TASK REQUIREMENTS: Render each line of the entries below as a Markdown table with the columns Row and Line, numbering the rows in order and omitting blank lines. Leave the pictures out of the answer.

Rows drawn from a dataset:
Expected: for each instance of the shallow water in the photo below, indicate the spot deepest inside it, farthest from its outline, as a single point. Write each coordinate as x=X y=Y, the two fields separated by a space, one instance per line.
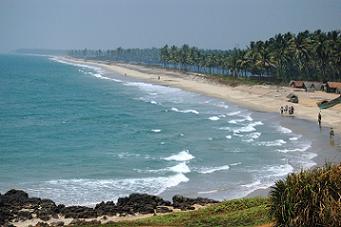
x=79 y=135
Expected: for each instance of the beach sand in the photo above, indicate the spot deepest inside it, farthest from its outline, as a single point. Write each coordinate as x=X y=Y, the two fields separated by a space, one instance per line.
x=266 y=98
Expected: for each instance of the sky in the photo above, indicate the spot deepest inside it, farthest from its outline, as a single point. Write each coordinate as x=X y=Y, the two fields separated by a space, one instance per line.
x=209 y=24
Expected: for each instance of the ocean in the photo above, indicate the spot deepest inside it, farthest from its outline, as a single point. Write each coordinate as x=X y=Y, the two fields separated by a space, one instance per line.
x=78 y=135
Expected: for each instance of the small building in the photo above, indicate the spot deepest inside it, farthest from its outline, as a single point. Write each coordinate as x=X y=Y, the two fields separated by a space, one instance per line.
x=332 y=87
x=296 y=84
x=312 y=86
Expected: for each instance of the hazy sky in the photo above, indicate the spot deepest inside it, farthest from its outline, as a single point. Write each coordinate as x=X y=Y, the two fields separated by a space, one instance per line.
x=220 y=24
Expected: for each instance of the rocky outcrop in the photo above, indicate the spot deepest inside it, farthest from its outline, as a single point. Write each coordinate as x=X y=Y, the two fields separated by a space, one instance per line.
x=140 y=203
x=185 y=203
x=17 y=206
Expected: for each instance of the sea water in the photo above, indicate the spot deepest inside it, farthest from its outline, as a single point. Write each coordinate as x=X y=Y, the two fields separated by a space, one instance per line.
x=77 y=134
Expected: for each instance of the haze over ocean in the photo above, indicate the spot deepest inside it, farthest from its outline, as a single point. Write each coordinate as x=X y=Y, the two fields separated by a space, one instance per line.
x=77 y=134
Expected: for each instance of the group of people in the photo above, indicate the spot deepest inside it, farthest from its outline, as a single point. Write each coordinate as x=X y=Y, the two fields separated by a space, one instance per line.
x=287 y=109
x=331 y=132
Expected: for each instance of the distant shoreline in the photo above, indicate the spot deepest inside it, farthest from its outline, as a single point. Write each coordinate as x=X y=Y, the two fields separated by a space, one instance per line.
x=264 y=98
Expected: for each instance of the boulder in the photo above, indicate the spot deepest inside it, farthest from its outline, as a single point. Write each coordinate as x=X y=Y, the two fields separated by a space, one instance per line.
x=78 y=212
x=185 y=203
x=106 y=208
x=140 y=203
x=163 y=209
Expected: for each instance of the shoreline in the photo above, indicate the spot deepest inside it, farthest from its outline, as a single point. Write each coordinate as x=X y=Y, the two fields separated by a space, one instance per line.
x=262 y=98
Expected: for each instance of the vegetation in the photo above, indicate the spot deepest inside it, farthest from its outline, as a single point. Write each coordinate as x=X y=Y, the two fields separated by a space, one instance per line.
x=241 y=212
x=314 y=56
x=136 y=55
x=308 y=198
x=305 y=56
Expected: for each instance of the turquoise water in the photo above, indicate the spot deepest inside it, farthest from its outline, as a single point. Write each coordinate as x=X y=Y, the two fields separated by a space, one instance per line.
x=79 y=135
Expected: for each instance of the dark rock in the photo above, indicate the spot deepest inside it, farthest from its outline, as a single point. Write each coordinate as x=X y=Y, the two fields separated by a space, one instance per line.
x=185 y=203
x=83 y=222
x=42 y=224
x=57 y=223
x=108 y=208
x=140 y=203
x=24 y=215
x=163 y=209
x=78 y=212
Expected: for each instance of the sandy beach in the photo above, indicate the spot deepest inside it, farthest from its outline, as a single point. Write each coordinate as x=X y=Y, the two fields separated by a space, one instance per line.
x=266 y=98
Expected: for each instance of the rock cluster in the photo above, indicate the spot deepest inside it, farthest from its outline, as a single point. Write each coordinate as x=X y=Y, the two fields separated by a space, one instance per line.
x=17 y=206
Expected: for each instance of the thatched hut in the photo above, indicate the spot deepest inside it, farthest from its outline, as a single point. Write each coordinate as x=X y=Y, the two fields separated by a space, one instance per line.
x=296 y=84
x=312 y=86
x=332 y=87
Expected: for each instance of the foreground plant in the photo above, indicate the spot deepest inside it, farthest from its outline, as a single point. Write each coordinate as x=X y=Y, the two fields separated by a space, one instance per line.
x=308 y=198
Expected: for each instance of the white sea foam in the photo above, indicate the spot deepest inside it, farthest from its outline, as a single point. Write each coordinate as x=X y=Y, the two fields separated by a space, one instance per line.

THE ANSWER:
| Row | Line |
|---|---|
| 1 | Expected: for each instance of the shallow water in the photo below, indicate the spot deepest inside it, farthest from its outline, as a single point. Write each coordinate as x=X y=Y, the two fields separated by a space, one instance per line. |
| 2 | x=79 y=135 |
| 3 | Expected: for each instance of the beach sand in the photo above, indicate the spot deepest inside it, farthest from its outline, as a single point. Write each coordinate as x=X y=Y, the two fields separated by a space, one instance per line. |
| 4 | x=266 y=98 |
| 5 | Expected: for each instance of the sky in the photo above, indicate the spot deepest inside it, farthest from its outline, as a single point. Write each coordinate as x=X y=Y, the two fields separated by a space, one instance per line. |
| 6 | x=209 y=24 |
| 7 | Expected: for each instance of the ocean in the photo above, indicate the spot deepest inside it, farthest from its outline, as a single point. Write each coordinate as x=X y=Y, the two fields separated by a space, one instance per line. |
| 8 | x=78 y=135 |
| 9 | Expected: for each instance of the small building in the photo above, indicate the spot deepest inside it, farthest from its outline, as a single point. Write each coordinate as x=X y=Y, the two fields separated by a space, one instance per line. |
| 10 | x=332 y=87 |
| 11 | x=296 y=84 |
| 12 | x=312 y=86 |
| 13 | Expected: for each instance of the hazy sky in the photo above, indicate the spot deepest inside it, farthest from its outline, as a single point. Write each coordinate as x=X y=Y, the two fields separated by a space, one instance per line. |
| 14 | x=220 y=24 |
| 15 | Expected: for each instance of the rocky outcrop in the photo above, indicate the spot deepest inside it, farthest from its outline, as a single point. Write each coordinate as x=X y=Y, the two fields separated by a space, one instance per line. |
| 16 | x=140 y=203 |
| 17 | x=185 y=203 |
| 18 | x=17 y=206 |
| 19 | Expected: for each instance of the sea water in the photo above, indicate the spot deepest inside it, farthest from its outline, as a single point. Write each coordinate as x=X y=Y, the two fields separated by a space, one instance per line. |
| 20 | x=77 y=134 |
| 21 | Expected: for each instance of the haze over ocean in the photo above, indicate the spot deepest inside it, farthest from its outline, as a single point. Write each coordinate as x=X y=Y, the two fields separated by a space, one instance per line. |
| 22 | x=77 y=134 |
| 23 | Expected: for each instance of the group of people in the photo above, indicate the spot deepest inside it, farthest from its outline, as a single point. Write each coordinate as x=X y=Y, the two fields separated by a space, one instance per line. |
| 24 | x=287 y=109 |
| 25 | x=331 y=132 |
| 26 | Expected: for each instance of the distant shoreline in the photo above, indicate the spot deepest inside it, farthest from its outline, as a single point. Write each coordinate as x=X y=Y, the two fields separated by a space, one instance per line. |
| 27 | x=264 y=98 |
| 28 | Expected: for each instance of the boulder in the photo above, indicate the spot deepest inside it, farthest from its outline, as a single point. Write each coordinate as x=X y=Y, the two fields separated by a space, one instance per line. |
| 29 | x=78 y=212 |
| 30 | x=185 y=203 |
| 31 | x=106 y=208 |
| 32 | x=140 y=203 |
| 33 | x=163 y=209 |
| 34 | Expected: for each instance of the shoreline in the photo above, indicate the spot deepest inside it, farthest from its outline, as a single point. Write each coordinate as x=X y=Y, the two fields separated by a space, one instance per line. |
| 35 | x=262 y=98 |
| 36 | Expected: for each instance of the vegetation in the photo above, indicate the spot deepest inside it, farthest from its outline, as a single point. Write each coordinate as x=X y=Y, the two fields separated by a space, one instance per line. |
| 37 | x=241 y=212 |
| 38 | x=314 y=56 |
| 39 | x=136 y=55 |
| 40 | x=308 y=198 |
| 41 | x=305 y=56 |
| 42 | Expected: for each instance of the turquoise water in the photo above, indicate the spot deepest inside it, farthest from its outline, as a single point. Write each coordinate as x=X y=Y, the two fields separated by a space, one instance per line. |
| 43 | x=79 y=135 |
| 44 | Expected: for each instance of the dark rock in the photo above, indicate the spot deepest inside it, farthest from its outline, as a single point. Write each coordinate as x=X y=Y, the two fields separated by a space, one instance per line. |
| 45 | x=185 y=203 |
| 46 | x=83 y=222 |
| 47 | x=42 y=224 |
| 48 | x=57 y=223 |
| 49 | x=108 y=208 |
| 50 | x=140 y=203 |
| 51 | x=24 y=215 |
| 52 | x=163 y=209 |
| 53 | x=78 y=212 |
| 54 | Expected: for each instance of the sandy beach in the photo above, indicate the spot deepest inside it, farthest from its outline, as a single point. Write each coordinate as x=X y=Y, the two fields separated by a space, one instance per line. |
| 55 | x=266 y=98 |
| 56 | Expected: for each instance of the rock cluster in the photo above, indicate the spot deepest inside it, farthest from its outline, as a single point. Write each coordinate as x=X y=Y, the two fields separated by a space, one instance per line. |
| 57 | x=17 y=206 |
| 58 | Expected: for each instance of the thatched hut in the photo above, indicate the spot deepest inside it, farthest from its outline, as a single point. Write each coordinate as x=X y=Y, the two fields separated by a space, one instance per line. |
| 59 | x=296 y=84 |
| 60 | x=312 y=86 |
| 61 | x=332 y=87 |
| 62 | Expected: for each instance of the foreground plant in the photo above, indicate the spot deepest inside it, farthest from its outline, as a single point. Write each coordinate as x=X y=Y, the two fields separated by a space, one instance per line. |
| 63 | x=308 y=198 |
| 64 | Expected: for each instance of the white sea foam in the photo above, indicate the spot deepest inside it, farthest from its outline, as a single point. Write each coordinate as x=X y=Y, the two fields separated by a space, one instance per line. |